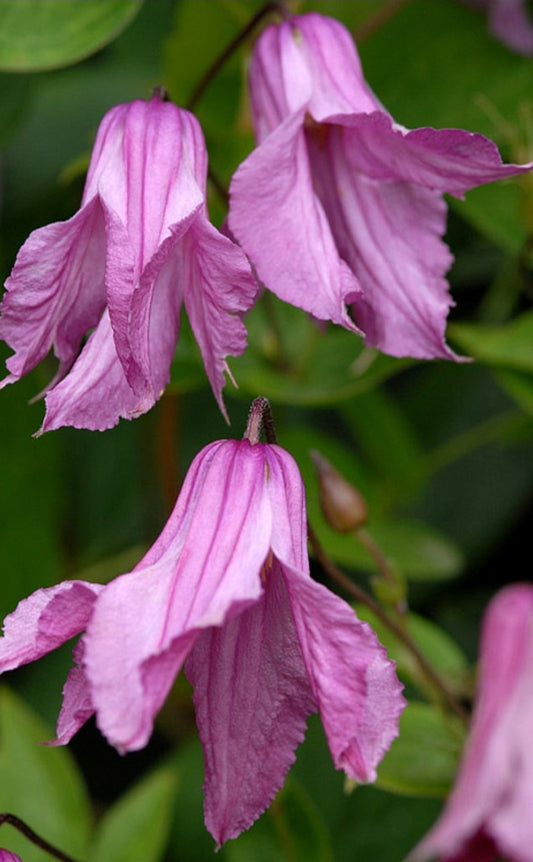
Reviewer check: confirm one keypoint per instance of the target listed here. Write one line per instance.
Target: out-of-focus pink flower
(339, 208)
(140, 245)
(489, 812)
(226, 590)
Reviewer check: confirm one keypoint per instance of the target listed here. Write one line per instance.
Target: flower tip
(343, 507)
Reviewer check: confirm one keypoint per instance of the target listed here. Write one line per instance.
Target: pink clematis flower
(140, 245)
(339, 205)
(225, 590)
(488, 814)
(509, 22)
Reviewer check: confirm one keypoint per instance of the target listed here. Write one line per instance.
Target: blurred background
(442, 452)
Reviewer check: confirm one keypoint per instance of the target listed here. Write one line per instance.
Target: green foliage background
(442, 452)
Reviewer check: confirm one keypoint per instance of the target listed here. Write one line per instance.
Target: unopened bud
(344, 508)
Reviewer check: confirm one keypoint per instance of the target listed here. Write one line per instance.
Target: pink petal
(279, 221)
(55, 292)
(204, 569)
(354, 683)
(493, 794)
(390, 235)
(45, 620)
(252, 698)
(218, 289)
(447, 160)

_What to produce_
Return each line of the data above verbatim, omitting the pictures.

_Exercise answer_
Reviewer check: confirm one keypoint per instance of the target listed here. Write one line per instance.
Target: out-of-focus pink flower
(339, 208)
(140, 245)
(489, 812)
(226, 590)
Reviewer check: confirm one keypoint per instance of the target listed here. Write one line per instance.
Target: flower tip
(343, 507)
Reviewer check: confirm one keypoint per instance of the target listed here. Write one line per instance.
Target: pink clematis flower
(140, 245)
(339, 205)
(225, 590)
(488, 814)
(509, 22)
Reviewer check: confirm one keypoint per instance of the target listed here. Write one line per instance.
Target: blurred background
(442, 452)
Reviewer check: confirm one keypoint per instance of the target listed here. Write one line per instance.
Target: green foliage background
(442, 452)
Reviewer check: confirm one keypoint per instance of the target listed here. Write one line per instance.
Target: unopened bud
(344, 508)
Reviewer check: confirm one keypoint per instance of the target listed here. Write one line per instance.
Target: pink petal
(279, 221)
(55, 292)
(204, 569)
(354, 683)
(493, 794)
(390, 235)
(45, 620)
(252, 698)
(218, 289)
(447, 160)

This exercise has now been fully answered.